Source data
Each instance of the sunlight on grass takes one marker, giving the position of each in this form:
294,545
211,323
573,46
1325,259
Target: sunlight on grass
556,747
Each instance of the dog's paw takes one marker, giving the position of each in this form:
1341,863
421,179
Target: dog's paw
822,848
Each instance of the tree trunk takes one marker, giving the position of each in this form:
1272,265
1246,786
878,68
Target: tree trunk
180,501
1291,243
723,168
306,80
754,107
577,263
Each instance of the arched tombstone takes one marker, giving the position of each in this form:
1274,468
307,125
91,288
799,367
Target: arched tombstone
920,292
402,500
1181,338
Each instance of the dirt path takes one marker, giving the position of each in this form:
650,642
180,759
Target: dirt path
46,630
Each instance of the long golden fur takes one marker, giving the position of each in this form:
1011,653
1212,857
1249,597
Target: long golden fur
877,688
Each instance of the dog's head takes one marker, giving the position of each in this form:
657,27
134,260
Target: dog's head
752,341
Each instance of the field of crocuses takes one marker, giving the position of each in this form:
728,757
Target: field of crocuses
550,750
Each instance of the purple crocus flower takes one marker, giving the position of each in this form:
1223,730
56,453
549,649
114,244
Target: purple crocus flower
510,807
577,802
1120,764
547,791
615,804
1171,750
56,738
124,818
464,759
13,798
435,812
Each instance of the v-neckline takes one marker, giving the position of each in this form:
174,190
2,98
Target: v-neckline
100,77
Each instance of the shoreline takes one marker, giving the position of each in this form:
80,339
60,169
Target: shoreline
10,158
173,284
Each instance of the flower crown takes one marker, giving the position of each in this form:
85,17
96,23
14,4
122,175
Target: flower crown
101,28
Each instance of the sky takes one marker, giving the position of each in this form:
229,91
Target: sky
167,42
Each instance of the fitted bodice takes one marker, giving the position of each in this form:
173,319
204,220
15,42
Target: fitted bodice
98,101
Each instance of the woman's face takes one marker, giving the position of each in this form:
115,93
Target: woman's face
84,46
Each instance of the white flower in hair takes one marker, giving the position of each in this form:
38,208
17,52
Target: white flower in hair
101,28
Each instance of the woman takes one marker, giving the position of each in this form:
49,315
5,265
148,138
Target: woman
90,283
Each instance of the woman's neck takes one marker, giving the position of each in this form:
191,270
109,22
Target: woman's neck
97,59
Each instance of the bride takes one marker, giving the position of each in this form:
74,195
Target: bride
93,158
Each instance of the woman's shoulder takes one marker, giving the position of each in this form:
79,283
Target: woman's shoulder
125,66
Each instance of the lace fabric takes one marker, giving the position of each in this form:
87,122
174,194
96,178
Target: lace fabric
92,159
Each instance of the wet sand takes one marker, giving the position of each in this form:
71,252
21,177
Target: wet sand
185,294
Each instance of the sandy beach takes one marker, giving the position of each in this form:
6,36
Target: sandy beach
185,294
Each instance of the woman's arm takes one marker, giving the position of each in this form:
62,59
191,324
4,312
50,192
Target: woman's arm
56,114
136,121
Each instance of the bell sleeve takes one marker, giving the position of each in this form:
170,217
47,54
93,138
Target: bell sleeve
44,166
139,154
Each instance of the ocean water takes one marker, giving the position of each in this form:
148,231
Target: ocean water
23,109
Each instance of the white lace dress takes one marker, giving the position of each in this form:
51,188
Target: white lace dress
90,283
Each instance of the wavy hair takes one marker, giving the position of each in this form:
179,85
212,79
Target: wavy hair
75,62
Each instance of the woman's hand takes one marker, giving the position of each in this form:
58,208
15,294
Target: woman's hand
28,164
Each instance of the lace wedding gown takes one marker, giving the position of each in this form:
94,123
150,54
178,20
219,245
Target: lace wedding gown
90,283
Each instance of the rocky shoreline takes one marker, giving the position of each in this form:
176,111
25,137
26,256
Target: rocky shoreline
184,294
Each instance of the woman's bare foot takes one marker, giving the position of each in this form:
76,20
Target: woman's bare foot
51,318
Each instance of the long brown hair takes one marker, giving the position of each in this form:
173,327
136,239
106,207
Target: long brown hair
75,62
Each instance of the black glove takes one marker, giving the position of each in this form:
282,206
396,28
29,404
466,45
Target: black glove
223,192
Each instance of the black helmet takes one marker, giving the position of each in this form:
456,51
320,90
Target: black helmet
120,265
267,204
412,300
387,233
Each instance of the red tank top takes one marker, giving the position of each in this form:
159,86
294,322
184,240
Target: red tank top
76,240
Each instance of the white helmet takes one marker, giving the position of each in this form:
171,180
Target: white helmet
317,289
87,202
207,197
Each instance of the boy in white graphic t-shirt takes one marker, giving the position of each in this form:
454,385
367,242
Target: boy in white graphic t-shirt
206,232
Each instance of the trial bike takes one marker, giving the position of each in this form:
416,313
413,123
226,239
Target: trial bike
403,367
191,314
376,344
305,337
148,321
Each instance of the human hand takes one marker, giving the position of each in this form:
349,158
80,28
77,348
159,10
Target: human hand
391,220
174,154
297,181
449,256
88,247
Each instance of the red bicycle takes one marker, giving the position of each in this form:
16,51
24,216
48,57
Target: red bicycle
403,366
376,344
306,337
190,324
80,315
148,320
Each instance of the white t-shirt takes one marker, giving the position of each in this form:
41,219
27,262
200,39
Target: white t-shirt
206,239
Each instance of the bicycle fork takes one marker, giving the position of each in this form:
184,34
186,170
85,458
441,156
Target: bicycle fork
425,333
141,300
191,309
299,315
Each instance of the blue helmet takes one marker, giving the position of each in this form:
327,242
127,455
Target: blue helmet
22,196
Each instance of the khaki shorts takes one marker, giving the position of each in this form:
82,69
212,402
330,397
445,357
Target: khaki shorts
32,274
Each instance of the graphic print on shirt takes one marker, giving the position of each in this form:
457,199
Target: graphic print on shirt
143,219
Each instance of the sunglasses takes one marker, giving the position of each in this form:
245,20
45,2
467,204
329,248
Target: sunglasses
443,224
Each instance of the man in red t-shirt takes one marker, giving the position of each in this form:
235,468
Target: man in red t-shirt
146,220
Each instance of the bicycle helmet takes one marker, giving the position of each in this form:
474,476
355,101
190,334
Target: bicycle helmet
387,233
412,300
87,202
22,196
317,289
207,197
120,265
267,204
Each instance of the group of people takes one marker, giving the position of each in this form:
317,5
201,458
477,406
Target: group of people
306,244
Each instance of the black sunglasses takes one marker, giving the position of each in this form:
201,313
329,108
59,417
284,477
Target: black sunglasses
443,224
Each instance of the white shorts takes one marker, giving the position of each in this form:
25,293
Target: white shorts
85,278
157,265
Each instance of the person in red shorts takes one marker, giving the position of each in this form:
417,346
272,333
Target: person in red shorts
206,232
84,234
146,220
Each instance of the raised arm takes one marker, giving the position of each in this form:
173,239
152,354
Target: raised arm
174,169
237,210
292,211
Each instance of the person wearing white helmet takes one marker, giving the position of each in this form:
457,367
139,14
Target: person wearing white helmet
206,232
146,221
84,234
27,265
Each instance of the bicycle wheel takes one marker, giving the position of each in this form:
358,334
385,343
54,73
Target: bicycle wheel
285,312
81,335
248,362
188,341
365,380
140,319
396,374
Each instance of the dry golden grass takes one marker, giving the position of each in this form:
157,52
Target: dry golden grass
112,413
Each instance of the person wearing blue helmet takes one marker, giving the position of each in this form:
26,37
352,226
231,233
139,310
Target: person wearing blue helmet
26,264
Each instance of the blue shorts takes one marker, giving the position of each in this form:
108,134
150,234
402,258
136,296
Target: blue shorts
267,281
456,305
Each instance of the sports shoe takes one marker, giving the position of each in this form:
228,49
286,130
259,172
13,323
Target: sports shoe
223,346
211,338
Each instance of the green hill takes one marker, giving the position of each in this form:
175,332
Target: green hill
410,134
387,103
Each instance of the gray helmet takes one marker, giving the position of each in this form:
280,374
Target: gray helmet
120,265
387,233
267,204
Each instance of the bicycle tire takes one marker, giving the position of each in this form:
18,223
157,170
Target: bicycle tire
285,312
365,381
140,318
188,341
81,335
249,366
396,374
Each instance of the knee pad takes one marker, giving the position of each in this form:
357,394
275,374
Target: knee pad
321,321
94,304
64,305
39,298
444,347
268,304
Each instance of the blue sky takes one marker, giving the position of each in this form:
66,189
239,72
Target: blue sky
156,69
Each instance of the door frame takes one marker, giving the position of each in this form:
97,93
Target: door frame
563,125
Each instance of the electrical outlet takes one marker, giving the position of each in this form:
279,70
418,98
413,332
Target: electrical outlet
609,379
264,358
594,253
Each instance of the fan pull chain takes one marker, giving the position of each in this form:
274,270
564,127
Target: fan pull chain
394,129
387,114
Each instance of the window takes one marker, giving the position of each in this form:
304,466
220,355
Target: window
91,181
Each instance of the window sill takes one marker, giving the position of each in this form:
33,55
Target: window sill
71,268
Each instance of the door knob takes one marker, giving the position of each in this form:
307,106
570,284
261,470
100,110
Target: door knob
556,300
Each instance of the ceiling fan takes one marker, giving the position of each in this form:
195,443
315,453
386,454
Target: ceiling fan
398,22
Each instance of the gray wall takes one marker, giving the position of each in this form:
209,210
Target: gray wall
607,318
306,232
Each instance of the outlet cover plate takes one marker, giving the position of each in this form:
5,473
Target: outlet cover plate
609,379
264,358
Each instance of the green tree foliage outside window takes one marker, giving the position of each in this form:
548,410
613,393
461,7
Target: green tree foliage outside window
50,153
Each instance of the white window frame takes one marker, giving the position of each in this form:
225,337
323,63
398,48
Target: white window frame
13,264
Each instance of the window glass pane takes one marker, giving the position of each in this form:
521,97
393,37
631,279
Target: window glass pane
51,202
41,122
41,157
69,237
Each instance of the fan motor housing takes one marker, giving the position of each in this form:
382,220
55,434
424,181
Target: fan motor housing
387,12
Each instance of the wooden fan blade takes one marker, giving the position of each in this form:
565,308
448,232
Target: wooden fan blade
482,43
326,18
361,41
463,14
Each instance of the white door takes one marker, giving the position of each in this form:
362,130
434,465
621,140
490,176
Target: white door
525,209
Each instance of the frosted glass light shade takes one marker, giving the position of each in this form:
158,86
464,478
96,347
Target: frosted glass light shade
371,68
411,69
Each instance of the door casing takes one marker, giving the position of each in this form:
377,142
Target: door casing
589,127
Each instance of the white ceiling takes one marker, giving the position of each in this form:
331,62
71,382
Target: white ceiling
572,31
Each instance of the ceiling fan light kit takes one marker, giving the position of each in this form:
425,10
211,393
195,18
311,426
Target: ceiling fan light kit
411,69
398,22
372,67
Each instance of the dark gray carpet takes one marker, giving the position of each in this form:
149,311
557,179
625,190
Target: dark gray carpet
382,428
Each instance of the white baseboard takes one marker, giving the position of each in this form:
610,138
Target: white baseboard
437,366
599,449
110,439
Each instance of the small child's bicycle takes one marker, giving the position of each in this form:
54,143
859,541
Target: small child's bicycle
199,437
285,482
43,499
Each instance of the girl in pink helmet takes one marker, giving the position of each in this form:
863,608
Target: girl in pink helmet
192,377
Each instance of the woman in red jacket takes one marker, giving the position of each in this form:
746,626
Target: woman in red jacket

» **EXERCISE**: Keep only the lines from the one containing "Each instance of the white baseboard" to the end of the entries, and repeat them exactly.

» **RESULT OF THIS EXERCISE**:
Each instance of the white baseboard takes one marker, giving the position of each in this form:
610,138
Target: white baseboard
437,366
599,449
110,439
Each instance of the small child's bicycle takes one marker, giving the position of each in this form:
54,143
859,541
Target: small child's bicycle
199,437
285,482
43,499
Each instance of the girl in pink helmet takes one marker, giving the position of each in this form:
863,608
Target: girl in pink helmet
192,377
Each instance of the woman in red jacket takes one marker, giving the position of each in this form:
746,626
Target: woman in red jacket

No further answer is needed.